What needs to be done: Lift out, unaltered, the lines of the material below between the line holding "Mark each instance of the tree" and the line holding "Target: tree with green leaves", counting both.

Given entries:
________________
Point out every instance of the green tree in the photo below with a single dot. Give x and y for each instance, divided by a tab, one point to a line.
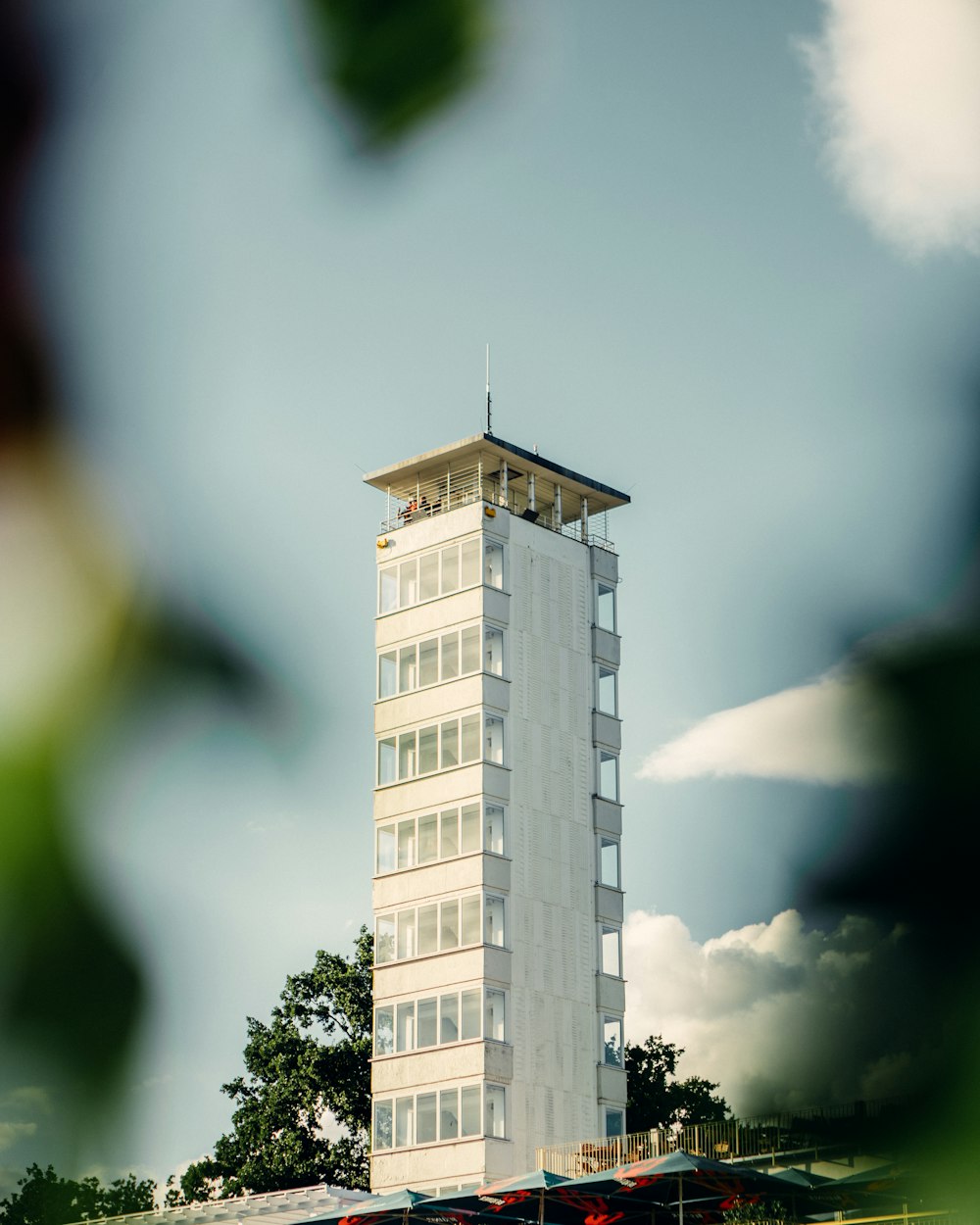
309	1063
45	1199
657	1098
________________
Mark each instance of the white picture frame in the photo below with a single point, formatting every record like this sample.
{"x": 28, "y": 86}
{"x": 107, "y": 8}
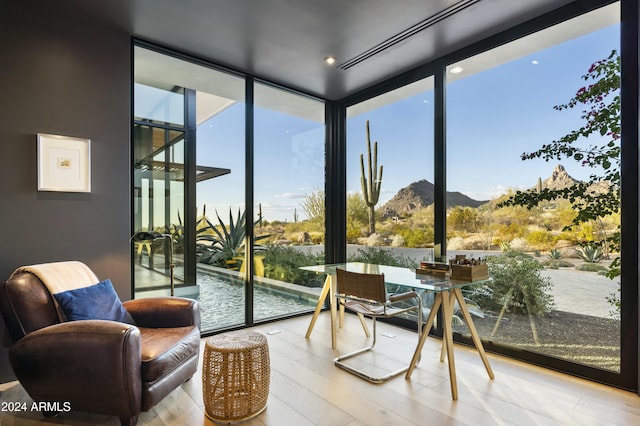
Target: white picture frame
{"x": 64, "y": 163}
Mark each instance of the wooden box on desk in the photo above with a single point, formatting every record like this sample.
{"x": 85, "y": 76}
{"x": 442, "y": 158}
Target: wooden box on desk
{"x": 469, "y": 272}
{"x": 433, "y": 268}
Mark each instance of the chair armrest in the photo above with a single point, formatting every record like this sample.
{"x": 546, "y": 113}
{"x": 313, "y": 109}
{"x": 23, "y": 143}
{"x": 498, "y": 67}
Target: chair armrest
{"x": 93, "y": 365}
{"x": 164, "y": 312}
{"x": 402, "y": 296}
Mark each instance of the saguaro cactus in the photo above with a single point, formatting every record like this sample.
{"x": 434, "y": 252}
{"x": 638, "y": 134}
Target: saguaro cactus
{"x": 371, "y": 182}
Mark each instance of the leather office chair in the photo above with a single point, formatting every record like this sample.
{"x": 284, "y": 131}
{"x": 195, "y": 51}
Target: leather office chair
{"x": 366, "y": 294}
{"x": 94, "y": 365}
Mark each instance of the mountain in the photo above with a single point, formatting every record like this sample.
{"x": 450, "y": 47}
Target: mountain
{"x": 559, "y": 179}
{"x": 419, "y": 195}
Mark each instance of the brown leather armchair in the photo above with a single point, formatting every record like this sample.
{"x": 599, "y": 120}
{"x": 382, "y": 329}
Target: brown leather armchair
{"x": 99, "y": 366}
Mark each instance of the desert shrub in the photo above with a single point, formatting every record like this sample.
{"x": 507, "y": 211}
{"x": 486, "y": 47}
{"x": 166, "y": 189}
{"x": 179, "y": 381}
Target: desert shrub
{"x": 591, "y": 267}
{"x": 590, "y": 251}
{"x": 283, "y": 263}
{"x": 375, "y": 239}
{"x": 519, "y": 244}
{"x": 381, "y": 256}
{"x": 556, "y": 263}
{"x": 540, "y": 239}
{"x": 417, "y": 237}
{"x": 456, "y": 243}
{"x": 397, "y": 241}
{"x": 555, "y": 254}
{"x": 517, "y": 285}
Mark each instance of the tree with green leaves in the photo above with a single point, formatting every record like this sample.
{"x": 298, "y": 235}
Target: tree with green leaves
________________
Exercise answer:
Mark each instance of the tree with green leaves in the photo above with a single point, formatting every record like this sample.
{"x": 298, "y": 235}
Target: tree with green leaves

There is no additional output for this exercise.